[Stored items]
━━━
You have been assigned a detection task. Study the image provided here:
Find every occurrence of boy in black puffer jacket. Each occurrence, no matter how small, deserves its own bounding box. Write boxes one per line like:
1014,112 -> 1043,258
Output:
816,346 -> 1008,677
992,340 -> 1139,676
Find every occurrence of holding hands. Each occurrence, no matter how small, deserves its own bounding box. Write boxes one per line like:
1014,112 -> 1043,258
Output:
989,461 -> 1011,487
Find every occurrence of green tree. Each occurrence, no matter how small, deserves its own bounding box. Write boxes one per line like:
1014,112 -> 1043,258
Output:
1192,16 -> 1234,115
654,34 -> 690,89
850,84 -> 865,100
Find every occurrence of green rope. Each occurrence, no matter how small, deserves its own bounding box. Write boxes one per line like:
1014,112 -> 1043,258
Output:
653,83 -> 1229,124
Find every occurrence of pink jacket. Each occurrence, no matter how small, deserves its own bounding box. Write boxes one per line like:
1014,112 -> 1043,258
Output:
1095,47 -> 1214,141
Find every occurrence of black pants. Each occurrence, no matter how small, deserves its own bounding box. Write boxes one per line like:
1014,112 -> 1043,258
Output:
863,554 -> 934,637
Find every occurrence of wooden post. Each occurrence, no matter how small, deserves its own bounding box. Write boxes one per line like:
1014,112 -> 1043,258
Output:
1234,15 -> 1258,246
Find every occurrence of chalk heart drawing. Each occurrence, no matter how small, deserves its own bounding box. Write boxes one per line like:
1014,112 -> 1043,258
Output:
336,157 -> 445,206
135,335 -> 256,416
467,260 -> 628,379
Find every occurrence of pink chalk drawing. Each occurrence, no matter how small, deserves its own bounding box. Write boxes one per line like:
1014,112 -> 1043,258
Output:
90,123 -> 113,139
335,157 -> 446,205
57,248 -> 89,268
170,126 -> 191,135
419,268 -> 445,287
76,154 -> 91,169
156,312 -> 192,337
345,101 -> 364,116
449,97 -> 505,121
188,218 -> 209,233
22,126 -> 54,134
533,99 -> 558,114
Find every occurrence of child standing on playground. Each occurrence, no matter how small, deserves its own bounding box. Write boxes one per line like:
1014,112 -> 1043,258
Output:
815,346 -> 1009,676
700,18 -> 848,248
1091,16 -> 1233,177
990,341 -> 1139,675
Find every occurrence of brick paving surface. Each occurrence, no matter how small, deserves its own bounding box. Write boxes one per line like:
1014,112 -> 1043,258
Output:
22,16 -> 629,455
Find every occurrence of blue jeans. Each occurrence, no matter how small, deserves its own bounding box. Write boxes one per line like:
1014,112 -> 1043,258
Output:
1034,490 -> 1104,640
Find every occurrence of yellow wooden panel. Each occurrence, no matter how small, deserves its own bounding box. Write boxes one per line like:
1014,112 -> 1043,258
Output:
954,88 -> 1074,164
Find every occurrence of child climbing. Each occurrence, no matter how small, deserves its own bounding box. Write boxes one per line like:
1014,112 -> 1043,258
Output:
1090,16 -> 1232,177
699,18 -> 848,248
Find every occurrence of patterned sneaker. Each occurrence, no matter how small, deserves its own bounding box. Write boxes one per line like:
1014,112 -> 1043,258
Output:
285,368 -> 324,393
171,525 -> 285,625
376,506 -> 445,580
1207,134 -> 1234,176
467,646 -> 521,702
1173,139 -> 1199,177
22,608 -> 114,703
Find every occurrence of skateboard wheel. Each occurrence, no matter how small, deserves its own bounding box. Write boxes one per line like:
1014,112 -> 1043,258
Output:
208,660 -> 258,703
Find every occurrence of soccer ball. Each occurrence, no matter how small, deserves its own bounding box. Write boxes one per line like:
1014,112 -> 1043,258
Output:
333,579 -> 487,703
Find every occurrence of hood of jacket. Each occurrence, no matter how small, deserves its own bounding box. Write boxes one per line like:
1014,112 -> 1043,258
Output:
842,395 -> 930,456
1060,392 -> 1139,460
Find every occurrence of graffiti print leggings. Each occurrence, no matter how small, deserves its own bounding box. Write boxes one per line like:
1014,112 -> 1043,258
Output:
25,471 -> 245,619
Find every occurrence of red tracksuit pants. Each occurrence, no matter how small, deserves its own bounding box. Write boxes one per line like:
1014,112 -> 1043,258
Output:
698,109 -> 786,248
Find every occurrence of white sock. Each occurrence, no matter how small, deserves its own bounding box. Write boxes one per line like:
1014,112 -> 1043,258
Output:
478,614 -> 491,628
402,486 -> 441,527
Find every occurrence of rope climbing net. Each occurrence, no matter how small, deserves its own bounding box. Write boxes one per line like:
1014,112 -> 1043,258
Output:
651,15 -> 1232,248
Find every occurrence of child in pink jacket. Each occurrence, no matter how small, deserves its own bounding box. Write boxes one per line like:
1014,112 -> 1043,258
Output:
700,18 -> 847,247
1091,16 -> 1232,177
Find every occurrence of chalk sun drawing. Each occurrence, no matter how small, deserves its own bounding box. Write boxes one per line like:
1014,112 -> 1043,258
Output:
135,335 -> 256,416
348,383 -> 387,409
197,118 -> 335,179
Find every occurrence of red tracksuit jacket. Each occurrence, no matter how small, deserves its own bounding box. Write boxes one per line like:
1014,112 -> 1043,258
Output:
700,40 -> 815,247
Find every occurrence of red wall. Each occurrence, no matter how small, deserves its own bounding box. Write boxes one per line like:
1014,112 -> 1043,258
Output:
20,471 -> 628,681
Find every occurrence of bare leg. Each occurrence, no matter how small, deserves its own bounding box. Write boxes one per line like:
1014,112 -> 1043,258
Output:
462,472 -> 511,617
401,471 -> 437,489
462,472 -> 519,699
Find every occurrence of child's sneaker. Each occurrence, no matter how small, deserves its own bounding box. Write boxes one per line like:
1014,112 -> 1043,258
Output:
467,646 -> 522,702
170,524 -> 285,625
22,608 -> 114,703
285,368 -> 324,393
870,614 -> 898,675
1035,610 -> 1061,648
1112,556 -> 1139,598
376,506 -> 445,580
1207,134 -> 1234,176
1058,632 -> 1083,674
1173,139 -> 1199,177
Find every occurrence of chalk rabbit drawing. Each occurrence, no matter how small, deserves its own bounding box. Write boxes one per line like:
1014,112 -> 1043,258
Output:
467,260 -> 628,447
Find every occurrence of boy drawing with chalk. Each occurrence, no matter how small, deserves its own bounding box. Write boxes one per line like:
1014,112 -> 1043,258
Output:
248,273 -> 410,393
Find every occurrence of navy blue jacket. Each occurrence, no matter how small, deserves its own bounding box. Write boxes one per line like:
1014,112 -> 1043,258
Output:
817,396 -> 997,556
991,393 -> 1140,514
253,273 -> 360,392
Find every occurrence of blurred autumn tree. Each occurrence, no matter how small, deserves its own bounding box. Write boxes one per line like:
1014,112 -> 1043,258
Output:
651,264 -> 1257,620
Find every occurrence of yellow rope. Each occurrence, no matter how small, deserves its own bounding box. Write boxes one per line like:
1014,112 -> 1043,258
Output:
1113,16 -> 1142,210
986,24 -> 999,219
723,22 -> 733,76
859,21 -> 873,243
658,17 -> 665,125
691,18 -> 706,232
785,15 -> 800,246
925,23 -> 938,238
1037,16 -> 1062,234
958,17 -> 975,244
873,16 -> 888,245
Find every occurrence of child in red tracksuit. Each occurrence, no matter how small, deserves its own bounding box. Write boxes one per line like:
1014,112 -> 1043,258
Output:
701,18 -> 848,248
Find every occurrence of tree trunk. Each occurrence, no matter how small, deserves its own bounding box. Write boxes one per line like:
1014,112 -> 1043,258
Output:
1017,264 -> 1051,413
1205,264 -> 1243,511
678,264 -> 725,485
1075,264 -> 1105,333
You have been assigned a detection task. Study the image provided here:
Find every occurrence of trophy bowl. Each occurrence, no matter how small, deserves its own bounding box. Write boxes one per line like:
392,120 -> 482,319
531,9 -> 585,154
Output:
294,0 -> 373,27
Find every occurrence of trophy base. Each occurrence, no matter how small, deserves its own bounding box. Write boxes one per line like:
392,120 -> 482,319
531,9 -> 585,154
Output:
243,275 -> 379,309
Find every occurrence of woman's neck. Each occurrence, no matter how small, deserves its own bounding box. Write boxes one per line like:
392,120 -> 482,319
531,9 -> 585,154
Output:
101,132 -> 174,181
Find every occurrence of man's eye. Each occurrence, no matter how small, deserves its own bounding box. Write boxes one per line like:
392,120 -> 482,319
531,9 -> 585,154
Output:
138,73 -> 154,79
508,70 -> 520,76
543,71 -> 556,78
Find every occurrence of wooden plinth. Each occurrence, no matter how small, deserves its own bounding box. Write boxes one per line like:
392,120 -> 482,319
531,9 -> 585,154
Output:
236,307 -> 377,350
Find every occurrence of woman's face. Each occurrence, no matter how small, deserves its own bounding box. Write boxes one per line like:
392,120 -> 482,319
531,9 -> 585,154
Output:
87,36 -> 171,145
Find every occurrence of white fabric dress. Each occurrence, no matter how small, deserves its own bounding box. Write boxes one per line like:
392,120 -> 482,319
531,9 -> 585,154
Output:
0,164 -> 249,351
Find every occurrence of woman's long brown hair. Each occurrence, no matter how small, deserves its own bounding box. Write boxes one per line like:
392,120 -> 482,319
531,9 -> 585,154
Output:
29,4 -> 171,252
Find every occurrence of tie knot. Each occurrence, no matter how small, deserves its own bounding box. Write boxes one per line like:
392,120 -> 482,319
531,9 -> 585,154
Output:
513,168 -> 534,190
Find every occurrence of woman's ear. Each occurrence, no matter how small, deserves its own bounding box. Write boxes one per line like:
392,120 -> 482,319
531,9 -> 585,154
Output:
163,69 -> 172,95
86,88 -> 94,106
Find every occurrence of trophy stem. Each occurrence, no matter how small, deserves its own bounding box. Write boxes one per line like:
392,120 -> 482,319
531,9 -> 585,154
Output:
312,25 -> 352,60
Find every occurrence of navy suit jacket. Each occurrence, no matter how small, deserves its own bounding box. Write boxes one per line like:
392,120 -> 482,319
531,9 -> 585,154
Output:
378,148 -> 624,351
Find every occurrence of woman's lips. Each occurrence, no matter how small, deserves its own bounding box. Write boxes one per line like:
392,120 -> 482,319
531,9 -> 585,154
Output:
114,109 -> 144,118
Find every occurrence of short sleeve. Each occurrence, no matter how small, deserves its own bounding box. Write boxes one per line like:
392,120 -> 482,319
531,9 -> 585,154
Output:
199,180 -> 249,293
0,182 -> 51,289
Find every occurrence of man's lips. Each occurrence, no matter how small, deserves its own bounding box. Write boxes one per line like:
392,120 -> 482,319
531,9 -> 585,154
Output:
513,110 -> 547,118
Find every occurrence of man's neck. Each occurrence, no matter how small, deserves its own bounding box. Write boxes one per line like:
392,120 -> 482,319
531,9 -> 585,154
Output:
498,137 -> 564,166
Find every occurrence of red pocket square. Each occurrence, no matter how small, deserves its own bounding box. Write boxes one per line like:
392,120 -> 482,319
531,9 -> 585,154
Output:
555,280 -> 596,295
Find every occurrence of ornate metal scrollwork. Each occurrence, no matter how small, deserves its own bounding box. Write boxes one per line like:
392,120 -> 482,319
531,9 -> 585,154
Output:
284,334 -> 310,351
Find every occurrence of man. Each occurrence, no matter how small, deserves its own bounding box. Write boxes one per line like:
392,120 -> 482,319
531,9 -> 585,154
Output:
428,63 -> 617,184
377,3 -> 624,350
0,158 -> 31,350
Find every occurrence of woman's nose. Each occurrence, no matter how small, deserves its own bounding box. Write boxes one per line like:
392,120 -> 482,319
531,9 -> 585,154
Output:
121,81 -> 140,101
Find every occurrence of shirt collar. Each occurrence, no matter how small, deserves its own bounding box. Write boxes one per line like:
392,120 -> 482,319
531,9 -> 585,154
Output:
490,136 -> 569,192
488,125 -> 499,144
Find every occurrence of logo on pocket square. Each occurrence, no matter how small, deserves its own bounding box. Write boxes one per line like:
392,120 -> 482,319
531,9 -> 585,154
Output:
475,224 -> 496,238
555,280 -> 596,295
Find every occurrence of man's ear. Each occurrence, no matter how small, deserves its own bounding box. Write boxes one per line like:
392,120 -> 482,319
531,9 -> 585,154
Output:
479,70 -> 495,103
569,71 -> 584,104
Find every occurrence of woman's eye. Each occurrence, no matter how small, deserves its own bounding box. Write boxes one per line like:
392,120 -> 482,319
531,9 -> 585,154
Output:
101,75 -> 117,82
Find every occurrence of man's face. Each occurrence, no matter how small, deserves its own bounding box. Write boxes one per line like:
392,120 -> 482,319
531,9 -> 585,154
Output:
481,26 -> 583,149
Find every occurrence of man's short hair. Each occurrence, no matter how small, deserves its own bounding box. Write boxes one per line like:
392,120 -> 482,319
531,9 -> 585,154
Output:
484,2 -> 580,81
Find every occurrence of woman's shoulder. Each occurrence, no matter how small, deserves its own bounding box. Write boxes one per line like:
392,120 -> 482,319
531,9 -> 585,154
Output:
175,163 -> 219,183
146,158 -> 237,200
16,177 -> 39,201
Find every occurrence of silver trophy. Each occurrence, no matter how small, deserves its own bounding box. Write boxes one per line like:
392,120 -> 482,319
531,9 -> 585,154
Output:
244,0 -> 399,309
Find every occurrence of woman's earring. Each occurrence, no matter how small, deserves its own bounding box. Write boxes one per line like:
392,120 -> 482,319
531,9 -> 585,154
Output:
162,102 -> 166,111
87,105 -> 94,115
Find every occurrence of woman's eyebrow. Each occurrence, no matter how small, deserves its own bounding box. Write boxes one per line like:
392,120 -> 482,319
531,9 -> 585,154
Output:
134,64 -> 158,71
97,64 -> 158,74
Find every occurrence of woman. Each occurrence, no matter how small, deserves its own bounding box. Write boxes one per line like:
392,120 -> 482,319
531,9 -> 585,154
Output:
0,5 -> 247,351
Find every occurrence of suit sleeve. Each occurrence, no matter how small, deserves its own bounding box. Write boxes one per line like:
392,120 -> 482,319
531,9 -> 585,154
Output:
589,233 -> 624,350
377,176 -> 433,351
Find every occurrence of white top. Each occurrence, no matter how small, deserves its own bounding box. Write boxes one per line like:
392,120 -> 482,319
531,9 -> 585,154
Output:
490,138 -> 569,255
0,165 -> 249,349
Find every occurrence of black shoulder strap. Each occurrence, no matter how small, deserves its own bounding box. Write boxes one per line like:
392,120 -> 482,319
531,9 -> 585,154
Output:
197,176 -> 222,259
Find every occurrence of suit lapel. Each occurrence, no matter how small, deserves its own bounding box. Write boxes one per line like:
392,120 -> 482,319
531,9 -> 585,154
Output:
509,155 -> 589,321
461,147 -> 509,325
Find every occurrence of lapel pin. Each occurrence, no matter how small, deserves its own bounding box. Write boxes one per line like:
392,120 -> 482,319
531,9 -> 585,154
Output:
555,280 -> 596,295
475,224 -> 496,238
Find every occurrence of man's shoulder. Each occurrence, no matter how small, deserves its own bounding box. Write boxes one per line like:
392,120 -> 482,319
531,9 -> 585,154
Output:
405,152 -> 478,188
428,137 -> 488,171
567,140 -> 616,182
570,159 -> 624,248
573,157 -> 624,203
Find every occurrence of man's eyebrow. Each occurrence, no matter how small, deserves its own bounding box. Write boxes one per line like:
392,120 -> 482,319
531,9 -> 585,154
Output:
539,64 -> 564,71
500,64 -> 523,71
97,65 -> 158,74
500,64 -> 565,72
━━━
About this task.
Filter the data above down to lines with the word "shoulder", and copy them.

Written answer.
Find every occurrence of woman's shoulder. Each occurrence, no matter how small, deserves its own bounding box. Write boxes one per line like:
Find every occurrence of black shoulder strap. Each occurrence, no matter how small, deserves its own bounding box. Write boxes one per line like:
Find every occurrence of man's shoulder. Each occurrence, no matter how small, deserves its own bounding box. Write boxes one per line like:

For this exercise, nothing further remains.